Jessica was excited to become a mom for a second time, but during her 12-week ultrasound when she and her family went to the doctor to learn the gender of their baby, they received a different kind of surprise. Their baby girl would be born with a rare birth defect called giant omphalocele – her intestines and liver would be outside of her body, in a sac formed from the umbilical cord. On March 5, 2015, she was delivered by C-section and taken from the Foothills NICU to the Alberta Children’s Hospital’s Edwards Family NICU – a place that would become her home for the next three and a half weeks.
After that time, doctors determined her intestines were working properly and she was strong enough to go home to the care of her parents. To prepare them, surgeons taught Jessica and Mark the techniques of dressing changes on her wound, and Occupational Therapists created a customized brace to protect her omphalocele. Four months later, the pouch was no longer exposed but rather covered by her skin, similar to a hernia. Occupational Therapists then created compression suit, similar to Spanks, that she wears around her abdomen and a corset made of spandex, to help push the liver inside her tummy. Now aside from her little baby pot belly, no one would know she has this rare condition!

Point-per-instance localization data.

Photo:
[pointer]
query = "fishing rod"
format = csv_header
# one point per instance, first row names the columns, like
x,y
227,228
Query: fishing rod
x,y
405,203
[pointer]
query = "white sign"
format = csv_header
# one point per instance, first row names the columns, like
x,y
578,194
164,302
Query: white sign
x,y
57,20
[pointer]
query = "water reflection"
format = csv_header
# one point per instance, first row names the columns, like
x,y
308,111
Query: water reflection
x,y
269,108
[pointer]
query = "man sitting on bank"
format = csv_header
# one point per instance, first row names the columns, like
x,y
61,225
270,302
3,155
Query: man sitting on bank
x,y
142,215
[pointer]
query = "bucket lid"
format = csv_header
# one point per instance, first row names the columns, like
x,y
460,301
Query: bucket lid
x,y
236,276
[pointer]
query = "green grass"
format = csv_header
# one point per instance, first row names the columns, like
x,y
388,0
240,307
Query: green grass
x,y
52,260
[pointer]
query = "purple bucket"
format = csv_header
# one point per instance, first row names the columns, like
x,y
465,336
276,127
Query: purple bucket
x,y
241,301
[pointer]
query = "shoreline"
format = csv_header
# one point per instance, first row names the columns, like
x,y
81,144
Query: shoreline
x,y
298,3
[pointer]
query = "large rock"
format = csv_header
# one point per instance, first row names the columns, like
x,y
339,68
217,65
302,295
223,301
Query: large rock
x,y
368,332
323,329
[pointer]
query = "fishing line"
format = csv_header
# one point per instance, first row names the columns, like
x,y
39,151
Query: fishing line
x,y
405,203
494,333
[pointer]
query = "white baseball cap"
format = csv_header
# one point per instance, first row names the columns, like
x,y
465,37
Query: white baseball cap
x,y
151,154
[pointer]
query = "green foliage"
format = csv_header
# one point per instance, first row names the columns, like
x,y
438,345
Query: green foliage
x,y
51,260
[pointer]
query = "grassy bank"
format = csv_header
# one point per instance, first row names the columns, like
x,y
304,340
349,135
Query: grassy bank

WORK TASK 1. According to the omphalocele story, on what date was the baby delivered by C-section?
WORK TASK 2. List every item that the omphalocele story says Occupational Therapists created for the baby.
WORK TASK 3. Carry on the omphalocele story from its last sentence.

ANSWER SPACE 1. March 5, 2015

ANSWER SPACE 2.
- A customized brace to protect her omphalocele
- A compression suit, similar to Spanks, worn around her abdomen
- A corset made of spandex

ANSWER SPACE 3.
She is doing well, growing healthy and meeting milestones like crawling and walking! She is followed by the surgery team who will decide when to repair her omphalocele with surgery.
Isabelle’s parents say they don’t know where they would be without the doctors and nurses who cared for her baby in the NICU after being born with a rare birth defect. They are forever grateful to the Occupational Therapists who she calls the “MacGyver of the hospital” for how they customized special braces for Isabelle’s omphalocele so she could still safely develop into a sitting, crawling, walking baby who starts daycare soon!